:: Object pointing dataset rows ::

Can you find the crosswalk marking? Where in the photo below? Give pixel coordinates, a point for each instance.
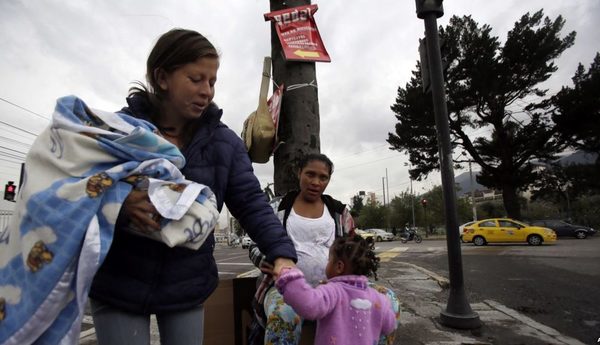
(391, 253)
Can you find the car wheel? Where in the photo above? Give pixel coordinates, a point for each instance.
(534, 240)
(479, 241)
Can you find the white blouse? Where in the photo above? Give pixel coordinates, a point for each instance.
(312, 238)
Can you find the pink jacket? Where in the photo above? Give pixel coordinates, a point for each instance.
(347, 310)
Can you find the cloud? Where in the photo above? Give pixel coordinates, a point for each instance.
(96, 49)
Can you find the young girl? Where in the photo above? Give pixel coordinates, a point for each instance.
(346, 309)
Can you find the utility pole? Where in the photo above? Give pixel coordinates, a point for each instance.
(299, 122)
(458, 312)
(472, 193)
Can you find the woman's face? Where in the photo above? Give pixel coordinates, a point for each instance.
(314, 178)
(190, 88)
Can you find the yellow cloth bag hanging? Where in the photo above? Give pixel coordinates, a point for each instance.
(259, 130)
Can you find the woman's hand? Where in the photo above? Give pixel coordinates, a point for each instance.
(280, 263)
(140, 211)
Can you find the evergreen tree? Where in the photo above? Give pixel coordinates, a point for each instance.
(576, 110)
(493, 99)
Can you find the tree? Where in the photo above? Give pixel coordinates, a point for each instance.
(357, 205)
(576, 110)
(372, 216)
(493, 88)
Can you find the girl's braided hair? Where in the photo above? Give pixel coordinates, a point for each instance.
(359, 253)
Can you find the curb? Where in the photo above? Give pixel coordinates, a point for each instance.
(548, 331)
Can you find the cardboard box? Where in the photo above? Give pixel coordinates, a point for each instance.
(228, 314)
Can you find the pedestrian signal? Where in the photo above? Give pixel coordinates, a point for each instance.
(10, 191)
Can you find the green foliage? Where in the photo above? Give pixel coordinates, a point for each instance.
(576, 110)
(489, 86)
(372, 216)
(356, 206)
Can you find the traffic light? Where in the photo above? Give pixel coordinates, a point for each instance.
(9, 191)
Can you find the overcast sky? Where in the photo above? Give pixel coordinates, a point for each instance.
(95, 49)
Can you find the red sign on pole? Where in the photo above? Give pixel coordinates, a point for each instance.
(298, 33)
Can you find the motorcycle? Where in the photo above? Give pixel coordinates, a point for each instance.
(409, 235)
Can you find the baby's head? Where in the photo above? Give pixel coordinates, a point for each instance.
(352, 255)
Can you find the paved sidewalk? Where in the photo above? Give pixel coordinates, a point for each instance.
(423, 295)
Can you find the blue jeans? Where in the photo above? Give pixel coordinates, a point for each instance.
(116, 327)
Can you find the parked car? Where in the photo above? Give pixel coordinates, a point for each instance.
(496, 230)
(563, 228)
(246, 241)
(381, 235)
(364, 234)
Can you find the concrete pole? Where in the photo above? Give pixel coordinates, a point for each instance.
(458, 312)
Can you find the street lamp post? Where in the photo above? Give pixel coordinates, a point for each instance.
(412, 197)
(458, 312)
(472, 193)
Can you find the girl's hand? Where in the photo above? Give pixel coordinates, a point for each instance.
(140, 211)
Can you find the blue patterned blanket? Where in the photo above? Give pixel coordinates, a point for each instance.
(77, 174)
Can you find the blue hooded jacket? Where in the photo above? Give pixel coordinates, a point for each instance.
(140, 275)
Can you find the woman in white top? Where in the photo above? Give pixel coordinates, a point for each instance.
(312, 220)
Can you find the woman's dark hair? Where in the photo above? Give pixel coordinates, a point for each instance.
(174, 49)
(303, 162)
(359, 253)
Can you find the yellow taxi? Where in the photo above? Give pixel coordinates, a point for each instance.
(364, 234)
(495, 230)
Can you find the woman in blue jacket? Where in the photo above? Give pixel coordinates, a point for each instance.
(140, 276)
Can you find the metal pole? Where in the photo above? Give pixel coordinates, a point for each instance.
(458, 312)
(472, 193)
(383, 187)
(412, 203)
(387, 185)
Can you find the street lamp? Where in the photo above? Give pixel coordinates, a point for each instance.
(412, 197)
(458, 312)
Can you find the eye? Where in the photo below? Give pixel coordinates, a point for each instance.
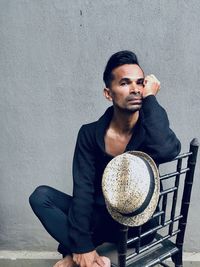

:: STATED EXERCISE ::
Can you swap "a point for each instance" for "one point per instance" across all the records above and write them out again with nothing else changed? Leave the pictures out.

:: RESPONSE TO THE EXERCISE ::
Can you find the crosswalk marking? Where in the photo below? Give pixel coordinates, one point per instance.
(391, 253)
Can you find the car wheel? Where in the photo above? Give pixel coordinates, one point per instance.
(534, 240)
(479, 241)
Can you find the white blouse? Where in the photo above? Give pixel coordinates, one point per instance.
(312, 238)
Can you find the pink jacket? Where in the photo above? Give pixel coordinates, one point per instance.
(347, 310)
Can you find the cloud? Where in the photo above? Give pixel coordinates, one point per instance.
(96, 49)
Can you find the young girl? Where in the photo above? Give pixel coordinates, one point per instance.
(346, 309)
Can you find the utility pole? Where in the photo above? Give pixel coordinates, one point per instance.
(299, 122)
(458, 312)
(472, 193)
Can you find the woman's face? Where in the photo above? Give pixel coordinates, one point per instance.
(314, 178)
(190, 88)
Can you find the yellow cloth bag hanging? Where in the photo above? Give pixel coordinates, one point per instance.
(259, 130)
Can you find the woman's hand? Where in the photo above? Give pixel coordinates, one point per instance.
(280, 263)
(140, 211)
Can you find the evergreen tree? Where in the photo above? Give pixel coordinates, one point per instance.
(576, 110)
(493, 99)
Can you find the tree? Where in the photo above? Give pixel coordinates, one point per instance.
(357, 205)
(576, 110)
(372, 216)
(493, 88)
Can you find the girl's braided hair? Where in the photo above? Give pixel coordinates, one point per instance.
(359, 253)
Can you find the curb? Where in the photo above? Give pixel coordinates, one point per instance.
(548, 331)
Can you find the cardboard box? Where in the photo above? Give pixel coordinates, one point per instance.
(228, 314)
Can you find the pedestrian signal? Where in the photo above? Give pixel coordinates, one point per instance.
(10, 191)
Can you find the green foliage? Where in the photo above? Give pixel coordinates, one point per instance.
(576, 110)
(489, 86)
(372, 216)
(356, 206)
Can you find the traffic light? Where in the photo above? Give pixel coordinates, one point per instance.
(9, 191)
Can you find the overcast sky? Where in the photo above? Give pixel coordinates, one point per instance.
(95, 49)
Can you find the red sign on pole? Where in the photo above? Give pixel coordinates, one point per instance.
(298, 33)
Can you find the motorcycle? Where in the photo above? Give pixel coordinates, one point per instance.
(409, 235)
Can you find the baby's head? Where in the photo above? Give pixel coordinates, one point per instance.
(352, 255)
Can you find the paved sidewalk? Where in the photo above? Give pixel coordinates, one point per instance.
(423, 295)
Can you find the blue jeans? Where in the photo above? Give pixel coordinates, one point per instance.
(116, 327)
Can you find the parked car? Where in the photo above? Give pixel coordinates, one point per instance.
(496, 230)
(563, 228)
(246, 241)
(381, 235)
(364, 234)
Can you find the concrete pole? Where in the photo above? Give pixel coordinates, one point per instance.
(458, 312)
Can you find the street lamp post? Where in the photo above? Give pixel coordinates, one point per instance.
(412, 197)
(458, 312)
(472, 193)
Can you find the girl's hand? Where in the photo above? Give pixel coordinates, one point per instance.
(140, 211)
Can you find the blue patterned blanket? Where in the photo above? Give pixel coordinates, one point per instance.
(77, 174)
Can you find the blue hooded jacket? Where in the photo above? Give pixel coordinates, one point per instance.
(140, 275)
Can you find the woman in white top? Where in the photo above? Give pixel coordinates, one point per instance.
(312, 220)
Can you find the woman's dark hair? Where in the photo above? Give pixel coordinates, one point per instance.
(174, 49)
(303, 162)
(359, 253)
Can you find the yellow taxi? Where in the photo above? Give pixel coordinates, one point per instance.
(364, 234)
(495, 230)
Can you find the woman in blue jacket? Where in the photo above? Give pixel coordinates, one point per instance.
(140, 276)
Can you find the metal pole? Where in the photo above? Give pixel coordinates, one point per instance.
(458, 312)
(472, 193)
(383, 187)
(412, 203)
(387, 185)
Can you find the street lamp? Where in the photo above? Give pixel coordinates, one point per instance.
(412, 197)
(458, 312)
Can you find the eye? Where in the photo below? Give pixel coordinates, one point per instance.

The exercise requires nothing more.